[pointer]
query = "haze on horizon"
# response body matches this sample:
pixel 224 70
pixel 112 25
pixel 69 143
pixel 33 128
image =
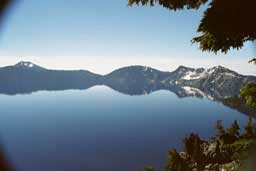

**REQUIRED TASK**
Convert the material above into a JSON list of strings with one string per line. Leave out blank lines and the pictures.

**THE COMPLETED TASK**
[
  "[pointer]",
  "query = \"haze on horizon\"",
  "# response body matches this sample:",
  "pixel 224 70",
  "pixel 112 25",
  "pixel 69 143",
  "pixel 33 128",
  "image ="
]